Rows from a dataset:
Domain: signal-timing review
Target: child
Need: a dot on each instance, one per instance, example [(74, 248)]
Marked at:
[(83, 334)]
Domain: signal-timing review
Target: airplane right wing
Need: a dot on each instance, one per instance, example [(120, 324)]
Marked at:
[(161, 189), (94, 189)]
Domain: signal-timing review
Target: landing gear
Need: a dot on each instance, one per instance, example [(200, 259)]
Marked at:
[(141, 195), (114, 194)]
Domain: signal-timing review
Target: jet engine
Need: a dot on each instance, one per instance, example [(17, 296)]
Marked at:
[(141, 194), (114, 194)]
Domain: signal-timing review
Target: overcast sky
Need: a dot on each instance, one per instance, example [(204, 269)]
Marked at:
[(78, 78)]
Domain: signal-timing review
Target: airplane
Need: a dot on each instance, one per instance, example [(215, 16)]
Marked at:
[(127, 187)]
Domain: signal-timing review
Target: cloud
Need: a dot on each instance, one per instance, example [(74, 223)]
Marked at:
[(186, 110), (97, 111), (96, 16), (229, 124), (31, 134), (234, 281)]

--

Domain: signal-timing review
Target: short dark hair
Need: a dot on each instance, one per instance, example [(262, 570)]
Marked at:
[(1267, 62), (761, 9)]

* * *

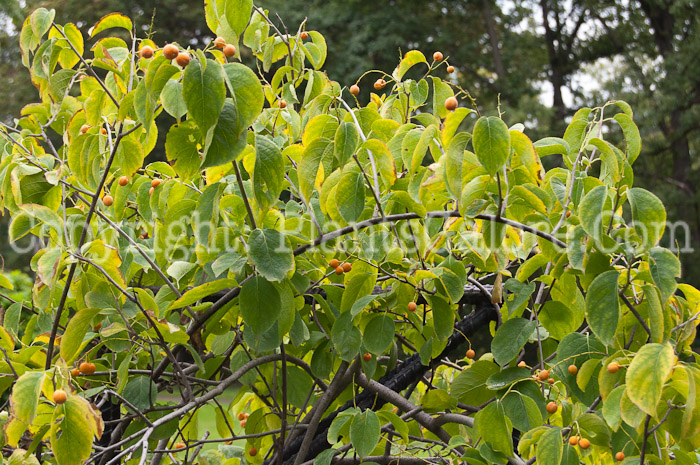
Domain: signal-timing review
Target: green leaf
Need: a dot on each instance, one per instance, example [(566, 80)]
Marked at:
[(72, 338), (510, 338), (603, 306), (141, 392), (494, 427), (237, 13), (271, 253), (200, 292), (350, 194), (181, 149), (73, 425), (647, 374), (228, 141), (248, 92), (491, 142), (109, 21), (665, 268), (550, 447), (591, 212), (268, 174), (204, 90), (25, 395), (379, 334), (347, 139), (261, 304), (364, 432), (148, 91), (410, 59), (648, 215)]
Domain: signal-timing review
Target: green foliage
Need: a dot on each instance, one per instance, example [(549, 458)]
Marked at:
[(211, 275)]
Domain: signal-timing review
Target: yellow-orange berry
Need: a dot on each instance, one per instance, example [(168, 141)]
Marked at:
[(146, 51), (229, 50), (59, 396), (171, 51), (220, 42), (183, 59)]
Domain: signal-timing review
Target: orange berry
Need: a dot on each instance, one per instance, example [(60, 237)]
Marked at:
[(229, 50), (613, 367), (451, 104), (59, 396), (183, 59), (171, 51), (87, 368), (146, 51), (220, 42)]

SET PROBLEM: Return every line in the rows above that contains the string "Need".

EXERCISE RESPONSE:
Need: a dot on each instance, one per instance, example [(74, 248)]
Need: a dot on each instance, one per instance, example [(120, 324)]
Need: a dot on each instance, one per instance, example [(200, 259)]
Need: a dot on each instance, one per instance, example [(17, 296)]
Need: a dot on each instance, one per instance, example [(204, 269)]
Need: a dot on each instance, one per instance, example [(215, 16)]
Need: a dot on each instance, one per instance, example [(74, 223)]
Need: a dot on each instance, one per instance, example [(262, 570)]
Need: a dot on each instance, one per instance, example [(566, 80)]
Need: a dot on each instance, one per instance, example [(549, 458)]
Need: a dot on each instance, one per instance, example [(168, 141)]
Need: a dot on each instance, one per instance, example [(60, 237)]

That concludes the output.